I've got a bit of an awkward problem with one of our production ESXi 3.5 (build 130755) servers. Basically, the VM's seem to be running fine, but I cannot connect to the host using VI Client (says 'connection problem'). I've re-started the management network from the console, and it tests ok. There are no network problems I can tell, but the host itself won't allow connections. I use Veeam monitor as well, and this also cannot connect. SSH is responding ok, and I can login fine, but the web interface is not responding. There are no rogue processes running, and esxtop shows no abnormalities.
Is there any way I can try and resolve this without rebooting? I did notice that after pressing F2 to logon at the console and entering the credentials, it's very slow to get to the main menu, but once there it seems ok. I've checked what logfiles I can, and they seem clean.
Server is a Dell PowerEdge 2950 III
Are trying to connect from the same subnet? Is there firewall between you and ESXi?
---
VMware vExpert '2009
Yes, everything's on the same subnet and no firewalls or VLAN's. It was all working fine until last weekend. It was unresponsive on Monday morning.
Nothings happens on ESXi reboot?
---
VMware vExpert '2009
Assuming you mean does a reboot fix the problem, then I'd rather not have to try that. As I said, it's a production server running production VM's. If I can try and resolve the problem without rebooting, that would be my primary goal. If I really can't fix it, then I will have to schedule in a reboot, but as the VM's are running ok, it makes it more difficult.
Did you check whether all services are running?
Try $netstat -tulpn and see whether port 902, 443, 8009 & etc are listening for connection..
System Engineer
Zen Systems Sdn Bhd
Malaysia
tman24, if it's free ESXi or you just don't have VMotion license, then I agree, it's a real problem.

▶ Provided data
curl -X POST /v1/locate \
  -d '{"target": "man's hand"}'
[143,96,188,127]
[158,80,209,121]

▶ Stated problem 1
Which port numbers does the ESXi thread say to check as listening for connections?
▶ Stated problem 2
In the ESXi thread, write out again the part that opens with the words containing "Nothings happens on" and closes with "listening for connection..", replacing "production" with "live" everywhere it occurs.

▶ Worked answer 1
902, 443, 8009

▶ Worked answer 2
Nothings happens on ESXi reboot?
---
VMware vExpert '2009
Assuming you mean does a reboot fix the problem, then I'd rather not have to try that. As I said, it's a live server running live VM's. If I can try and resolve the problem without rebooting, that would be my primary goal. If I really can't fix it, then I will have to schedule in a reboot, but as the VM's are running ok, it makes it more difficult.
Did you check whether all services are running?
Try $netstat -tulpn and see whether port 902, 443, 8009 & etc are listening for connection..